*Excerpts from segmentation records*.
* Begin *

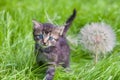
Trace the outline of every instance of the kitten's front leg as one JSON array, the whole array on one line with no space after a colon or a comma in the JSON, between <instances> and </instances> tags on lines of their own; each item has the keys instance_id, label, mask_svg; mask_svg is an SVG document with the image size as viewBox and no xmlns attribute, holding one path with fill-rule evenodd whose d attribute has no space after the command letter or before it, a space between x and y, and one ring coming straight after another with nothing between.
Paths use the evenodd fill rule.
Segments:
<instances>
[{"instance_id":1,"label":"kitten's front leg","mask_svg":"<svg viewBox=\"0 0 120 80\"><path fill-rule=\"evenodd\" d=\"M49 66L46 72L45 80L53 80L55 74L55 66Z\"/></svg>"}]
</instances>

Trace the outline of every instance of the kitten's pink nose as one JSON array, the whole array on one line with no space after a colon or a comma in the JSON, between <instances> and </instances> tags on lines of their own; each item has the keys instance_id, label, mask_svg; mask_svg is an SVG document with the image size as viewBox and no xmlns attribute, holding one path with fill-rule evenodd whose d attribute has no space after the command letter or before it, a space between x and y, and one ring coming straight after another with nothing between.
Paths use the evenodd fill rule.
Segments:
<instances>
[{"instance_id":1,"label":"kitten's pink nose","mask_svg":"<svg viewBox=\"0 0 120 80\"><path fill-rule=\"evenodd\" d=\"M43 42L44 45L46 45L46 42Z\"/></svg>"}]
</instances>

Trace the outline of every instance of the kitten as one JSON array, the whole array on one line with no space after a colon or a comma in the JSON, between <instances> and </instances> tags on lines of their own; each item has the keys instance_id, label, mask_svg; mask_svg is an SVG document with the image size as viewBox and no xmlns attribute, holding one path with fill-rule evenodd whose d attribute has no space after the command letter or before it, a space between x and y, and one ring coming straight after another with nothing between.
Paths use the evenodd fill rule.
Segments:
<instances>
[{"instance_id":1,"label":"kitten","mask_svg":"<svg viewBox=\"0 0 120 80\"><path fill-rule=\"evenodd\" d=\"M74 9L64 26L42 24L33 20L36 62L39 65L48 64L46 80L53 80L55 66L69 67L70 48L65 35L75 16L76 10Z\"/></svg>"}]
</instances>

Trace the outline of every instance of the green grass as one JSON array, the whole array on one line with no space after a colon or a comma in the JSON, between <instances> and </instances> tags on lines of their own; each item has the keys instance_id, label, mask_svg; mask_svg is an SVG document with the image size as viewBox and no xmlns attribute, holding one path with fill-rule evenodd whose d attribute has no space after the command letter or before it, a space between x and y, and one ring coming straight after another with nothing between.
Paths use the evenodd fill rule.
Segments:
<instances>
[{"instance_id":1,"label":"green grass","mask_svg":"<svg viewBox=\"0 0 120 80\"><path fill-rule=\"evenodd\" d=\"M104 21L116 33L116 47L96 65L81 46L71 46L71 71L57 68L54 80L120 80L119 0L0 0L0 80L42 80L35 67L32 19L62 25L77 9L68 35L76 36L87 23Z\"/></svg>"}]
</instances>

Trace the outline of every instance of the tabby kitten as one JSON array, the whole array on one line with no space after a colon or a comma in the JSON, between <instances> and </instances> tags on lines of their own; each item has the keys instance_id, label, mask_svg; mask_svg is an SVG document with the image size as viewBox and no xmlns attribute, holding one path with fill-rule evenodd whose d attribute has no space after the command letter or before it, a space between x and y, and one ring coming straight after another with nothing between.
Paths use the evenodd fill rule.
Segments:
<instances>
[{"instance_id":1,"label":"tabby kitten","mask_svg":"<svg viewBox=\"0 0 120 80\"><path fill-rule=\"evenodd\" d=\"M36 62L39 65L47 63L46 80L53 80L55 66L69 67L70 48L65 34L76 16L76 10L68 18L64 26L51 23L39 23L33 20L33 36L35 40Z\"/></svg>"}]
</instances>

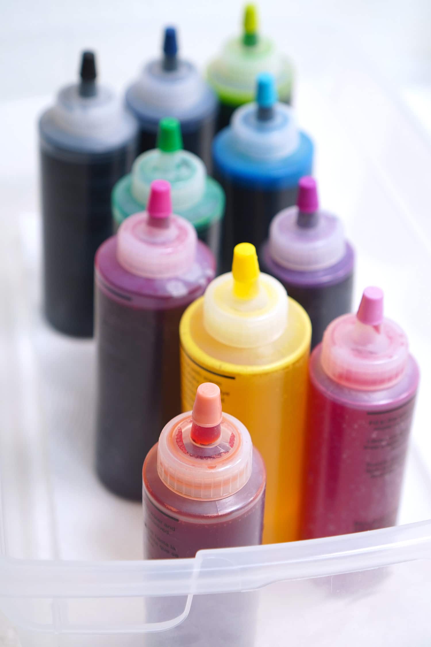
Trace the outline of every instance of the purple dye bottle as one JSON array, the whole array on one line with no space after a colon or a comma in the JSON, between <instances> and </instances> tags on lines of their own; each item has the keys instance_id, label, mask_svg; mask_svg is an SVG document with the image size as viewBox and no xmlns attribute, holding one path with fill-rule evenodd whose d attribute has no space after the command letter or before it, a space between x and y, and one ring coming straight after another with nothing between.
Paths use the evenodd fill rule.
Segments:
<instances>
[{"instance_id":1,"label":"purple dye bottle","mask_svg":"<svg viewBox=\"0 0 431 647\"><path fill-rule=\"evenodd\" d=\"M178 327L215 272L193 226L172 214L169 182L151 184L95 259L96 466L112 492L140 500L143 459L180 410Z\"/></svg>"},{"instance_id":2,"label":"purple dye bottle","mask_svg":"<svg viewBox=\"0 0 431 647\"><path fill-rule=\"evenodd\" d=\"M355 254L342 225L319 208L315 181L299 181L297 206L280 211L259 255L264 272L278 279L311 320L311 348L328 325L350 312Z\"/></svg>"},{"instance_id":3,"label":"purple dye bottle","mask_svg":"<svg viewBox=\"0 0 431 647\"><path fill-rule=\"evenodd\" d=\"M302 538L394 525L419 374L381 290L328 326L310 375Z\"/></svg>"}]
</instances>

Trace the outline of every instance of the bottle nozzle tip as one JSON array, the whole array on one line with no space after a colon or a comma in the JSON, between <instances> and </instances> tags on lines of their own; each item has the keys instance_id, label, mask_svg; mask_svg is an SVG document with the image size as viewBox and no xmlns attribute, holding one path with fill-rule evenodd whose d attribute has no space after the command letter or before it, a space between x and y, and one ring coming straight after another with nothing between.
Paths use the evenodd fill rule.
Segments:
<instances>
[{"instance_id":1,"label":"bottle nozzle tip","mask_svg":"<svg viewBox=\"0 0 431 647\"><path fill-rule=\"evenodd\" d=\"M96 69L96 56L94 52L87 50L82 52L79 76L83 81L94 81L97 76Z\"/></svg>"},{"instance_id":2,"label":"bottle nozzle tip","mask_svg":"<svg viewBox=\"0 0 431 647\"><path fill-rule=\"evenodd\" d=\"M200 384L196 392L192 418L200 427L215 427L222 422L220 388L211 382Z\"/></svg>"},{"instance_id":3,"label":"bottle nozzle tip","mask_svg":"<svg viewBox=\"0 0 431 647\"><path fill-rule=\"evenodd\" d=\"M310 175L304 175L299 181L297 206L304 214L314 214L319 209L317 184Z\"/></svg>"},{"instance_id":4,"label":"bottle nozzle tip","mask_svg":"<svg viewBox=\"0 0 431 647\"><path fill-rule=\"evenodd\" d=\"M244 13L244 28L246 34L255 34L258 28L257 7L255 5L246 5Z\"/></svg>"},{"instance_id":5,"label":"bottle nozzle tip","mask_svg":"<svg viewBox=\"0 0 431 647\"><path fill-rule=\"evenodd\" d=\"M157 148L163 153L174 153L182 149L181 126L178 119L165 117L160 120L157 133Z\"/></svg>"},{"instance_id":6,"label":"bottle nozzle tip","mask_svg":"<svg viewBox=\"0 0 431 647\"><path fill-rule=\"evenodd\" d=\"M166 27L163 41L163 51L166 56L176 56L178 50L175 27Z\"/></svg>"},{"instance_id":7,"label":"bottle nozzle tip","mask_svg":"<svg viewBox=\"0 0 431 647\"><path fill-rule=\"evenodd\" d=\"M277 102L275 81L272 74L262 72L257 77L256 102L260 108L271 108Z\"/></svg>"},{"instance_id":8,"label":"bottle nozzle tip","mask_svg":"<svg viewBox=\"0 0 431 647\"><path fill-rule=\"evenodd\" d=\"M168 218L172 215L171 184L166 180L151 182L147 211L152 218Z\"/></svg>"},{"instance_id":9,"label":"bottle nozzle tip","mask_svg":"<svg viewBox=\"0 0 431 647\"><path fill-rule=\"evenodd\" d=\"M250 298L255 296L259 277L259 263L256 248L251 243L240 243L233 249L232 275L237 296Z\"/></svg>"},{"instance_id":10,"label":"bottle nozzle tip","mask_svg":"<svg viewBox=\"0 0 431 647\"><path fill-rule=\"evenodd\" d=\"M368 325L379 325L383 321L383 291L379 287L366 287L356 314Z\"/></svg>"}]
</instances>

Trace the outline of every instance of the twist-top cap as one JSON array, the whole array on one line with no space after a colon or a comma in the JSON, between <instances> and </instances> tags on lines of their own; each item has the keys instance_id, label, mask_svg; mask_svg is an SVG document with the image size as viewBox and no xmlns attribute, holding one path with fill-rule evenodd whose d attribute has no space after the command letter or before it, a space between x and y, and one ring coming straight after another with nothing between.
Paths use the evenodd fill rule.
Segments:
<instances>
[{"instance_id":1,"label":"twist-top cap","mask_svg":"<svg viewBox=\"0 0 431 647\"><path fill-rule=\"evenodd\" d=\"M157 472L167 487L182 496L216 501L235 494L251 474L250 434L236 418L222 413L220 389L198 387L193 411L163 429Z\"/></svg>"},{"instance_id":2,"label":"twist-top cap","mask_svg":"<svg viewBox=\"0 0 431 647\"><path fill-rule=\"evenodd\" d=\"M383 292L364 291L357 314L335 319L322 342L323 370L339 384L377 391L401 379L408 359L408 341L400 327L383 318Z\"/></svg>"},{"instance_id":3,"label":"twist-top cap","mask_svg":"<svg viewBox=\"0 0 431 647\"><path fill-rule=\"evenodd\" d=\"M302 177L297 206L283 209L269 225L269 254L289 270L314 272L331 267L346 253L342 224L319 210L315 181Z\"/></svg>"},{"instance_id":4,"label":"twist-top cap","mask_svg":"<svg viewBox=\"0 0 431 647\"><path fill-rule=\"evenodd\" d=\"M271 344L286 329L288 295L281 283L260 274L254 245L233 250L232 272L211 282L204 296L204 325L222 344L255 348Z\"/></svg>"},{"instance_id":5,"label":"twist-top cap","mask_svg":"<svg viewBox=\"0 0 431 647\"><path fill-rule=\"evenodd\" d=\"M125 270L147 278L168 278L189 270L197 236L184 218L172 214L171 187L151 184L147 212L129 216L117 234L117 260Z\"/></svg>"},{"instance_id":6,"label":"twist-top cap","mask_svg":"<svg viewBox=\"0 0 431 647\"><path fill-rule=\"evenodd\" d=\"M207 171L197 155L182 149L178 119L160 120L157 146L139 155L133 162L131 190L134 199L146 204L151 182L163 178L171 184L174 208L180 212L190 208L204 195Z\"/></svg>"}]
</instances>

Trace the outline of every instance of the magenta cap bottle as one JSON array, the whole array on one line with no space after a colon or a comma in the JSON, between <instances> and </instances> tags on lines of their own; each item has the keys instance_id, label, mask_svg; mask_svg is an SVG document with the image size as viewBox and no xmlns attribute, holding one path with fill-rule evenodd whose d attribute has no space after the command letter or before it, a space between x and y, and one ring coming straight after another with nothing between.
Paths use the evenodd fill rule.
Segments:
<instances>
[{"instance_id":1,"label":"magenta cap bottle","mask_svg":"<svg viewBox=\"0 0 431 647\"><path fill-rule=\"evenodd\" d=\"M164 426L142 479L146 559L262 542L264 463L216 384L200 384L193 410Z\"/></svg>"},{"instance_id":2,"label":"magenta cap bottle","mask_svg":"<svg viewBox=\"0 0 431 647\"><path fill-rule=\"evenodd\" d=\"M259 259L264 271L306 310L311 348L333 319L350 311L355 254L340 219L319 208L313 178L302 177L296 206L273 218Z\"/></svg>"},{"instance_id":3,"label":"magenta cap bottle","mask_svg":"<svg viewBox=\"0 0 431 647\"><path fill-rule=\"evenodd\" d=\"M328 327L310 376L302 538L394 525L419 373L379 288Z\"/></svg>"},{"instance_id":4,"label":"magenta cap bottle","mask_svg":"<svg viewBox=\"0 0 431 647\"><path fill-rule=\"evenodd\" d=\"M171 187L151 184L95 259L96 466L112 492L140 500L143 459L180 410L181 316L215 272L193 226L172 213Z\"/></svg>"}]
</instances>

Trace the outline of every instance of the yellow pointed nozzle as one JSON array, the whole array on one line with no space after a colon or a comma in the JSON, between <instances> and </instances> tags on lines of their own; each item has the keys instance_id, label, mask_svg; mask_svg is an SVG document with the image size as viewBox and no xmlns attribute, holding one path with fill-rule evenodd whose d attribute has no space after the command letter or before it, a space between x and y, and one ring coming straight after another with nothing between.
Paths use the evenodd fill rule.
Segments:
<instances>
[{"instance_id":1,"label":"yellow pointed nozzle","mask_svg":"<svg viewBox=\"0 0 431 647\"><path fill-rule=\"evenodd\" d=\"M255 5L247 5L244 9L244 28L246 34L255 34L258 29L257 8Z\"/></svg>"},{"instance_id":2,"label":"yellow pointed nozzle","mask_svg":"<svg viewBox=\"0 0 431 647\"><path fill-rule=\"evenodd\" d=\"M256 248L251 243L240 243L233 249L232 276L233 292L240 299L252 299L258 292L260 272Z\"/></svg>"}]
</instances>

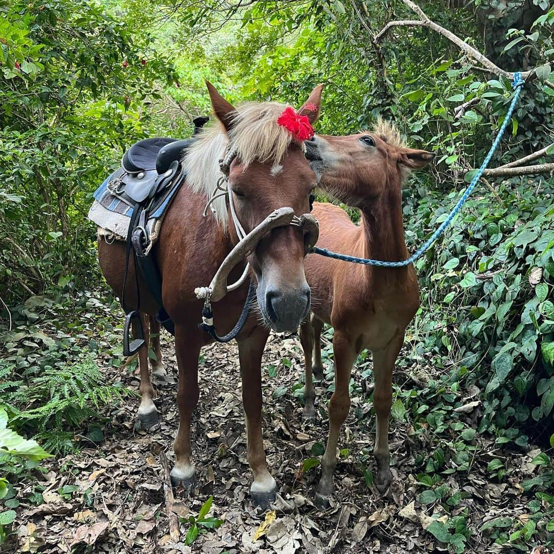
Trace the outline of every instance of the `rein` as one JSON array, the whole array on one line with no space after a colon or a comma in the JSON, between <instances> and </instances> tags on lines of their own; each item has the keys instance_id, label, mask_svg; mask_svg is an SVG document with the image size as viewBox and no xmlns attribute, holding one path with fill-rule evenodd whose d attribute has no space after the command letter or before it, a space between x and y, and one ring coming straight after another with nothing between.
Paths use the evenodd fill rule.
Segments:
<instances>
[{"instance_id":1,"label":"rein","mask_svg":"<svg viewBox=\"0 0 554 554\"><path fill-rule=\"evenodd\" d=\"M512 114L515 108L516 104L519 98L520 93L523 88L523 85L525 81L521 78L521 74L520 73L515 73L514 75L514 81L512 82L512 88L515 91L512 102L510 105L504 120L502 122L500 129L496 135L496 137L493 143L493 145L489 151L489 153L483 160L481 167L478 170L477 173L471 179L469 186L466 189L465 192L462 197L458 201L458 203L454 206L452 211L448 214L448 217L444 220L440 225L436 229L434 233L418 248L414 253L408 258L407 260L403 260L401 261L386 261L383 260L373 260L371 258L357 258L355 256L348 256L345 254L338 254L337 252L332 252L326 248L319 248L317 247L314 247L310 250L310 254L319 254L321 256L325 256L327 258L332 258L336 260L342 260L343 261L350 261L355 264L363 264L365 265L374 265L381 268L403 268L410 264L413 264L417 261L431 247L433 243L444 232L445 229L452 223L452 220L456 217L458 213L461 209L462 206L465 203L465 201L469 197L470 194L473 192L475 188L478 181L483 175L483 172L486 169L489 163L490 162L493 155L496 151L498 145L504 131L512 119Z\"/></svg>"}]
</instances>

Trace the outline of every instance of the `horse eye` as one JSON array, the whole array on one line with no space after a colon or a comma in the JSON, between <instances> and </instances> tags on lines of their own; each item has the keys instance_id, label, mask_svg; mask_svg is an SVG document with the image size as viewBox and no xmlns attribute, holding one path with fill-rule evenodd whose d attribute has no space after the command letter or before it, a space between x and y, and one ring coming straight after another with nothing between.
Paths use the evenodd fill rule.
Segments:
<instances>
[{"instance_id":1,"label":"horse eye","mask_svg":"<svg viewBox=\"0 0 554 554\"><path fill-rule=\"evenodd\" d=\"M360 137L360 140L368 146L375 146L375 141L370 136Z\"/></svg>"}]
</instances>

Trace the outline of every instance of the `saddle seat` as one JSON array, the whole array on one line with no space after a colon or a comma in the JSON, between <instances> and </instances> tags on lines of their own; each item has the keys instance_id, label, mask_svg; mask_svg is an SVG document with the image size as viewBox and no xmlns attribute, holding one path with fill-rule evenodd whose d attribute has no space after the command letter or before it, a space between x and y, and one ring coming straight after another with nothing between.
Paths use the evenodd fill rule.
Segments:
<instances>
[{"instance_id":1,"label":"saddle seat","mask_svg":"<svg viewBox=\"0 0 554 554\"><path fill-rule=\"evenodd\" d=\"M194 135L208 119L193 120ZM183 152L195 140L155 137L136 142L124 155L121 168L114 174L111 192L131 206L149 201L171 182L180 168Z\"/></svg>"}]
</instances>

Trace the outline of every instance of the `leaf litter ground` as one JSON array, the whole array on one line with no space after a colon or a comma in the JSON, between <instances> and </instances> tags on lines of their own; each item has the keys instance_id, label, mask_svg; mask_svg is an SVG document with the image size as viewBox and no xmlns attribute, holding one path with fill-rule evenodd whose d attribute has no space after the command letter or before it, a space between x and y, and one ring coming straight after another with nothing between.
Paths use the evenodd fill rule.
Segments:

* End *

*Instruction*. Show every line of the material above that contains the string "purple", copying each line in full. Treat uppercase and lowercase as different.

*Output below*.
Trace the outline of every instance of the purple dye bottle as one JSON array, the whole array on one line with no space after a colon or a comma in the JSON, between <instances> and </instances> tags on lines of their own; each item has the keys instance_id, label, mask_svg; mask_svg is an SVG document with the image size as viewBox and no xmlns attribute, holding one path with fill-rule evenodd whose d attribute has no space after the command letter or before it, a space between x and y, and one ring coming straight after another with nothing between.
[{"instance_id":1,"label":"purple dye bottle","mask_svg":"<svg viewBox=\"0 0 431 647\"><path fill-rule=\"evenodd\" d=\"M178 327L215 272L193 226L172 214L169 182L151 184L95 259L96 466L112 492L140 500L143 459L180 410Z\"/></svg>"},{"instance_id":2,"label":"purple dye bottle","mask_svg":"<svg viewBox=\"0 0 431 647\"><path fill-rule=\"evenodd\" d=\"M355 254L342 225L319 208L315 181L299 181L297 206L280 211L259 255L264 272L278 279L311 320L311 348L328 325L350 312Z\"/></svg>"},{"instance_id":3,"label":"purple dye bottle","mask_svg":"<svg viewBox=\"0 0 431 647\"><path fill-rule=\"evenodd\" d=\"M302 538L394 525L419 374L381 290L328 326L310 375Z\"/></svg>"}]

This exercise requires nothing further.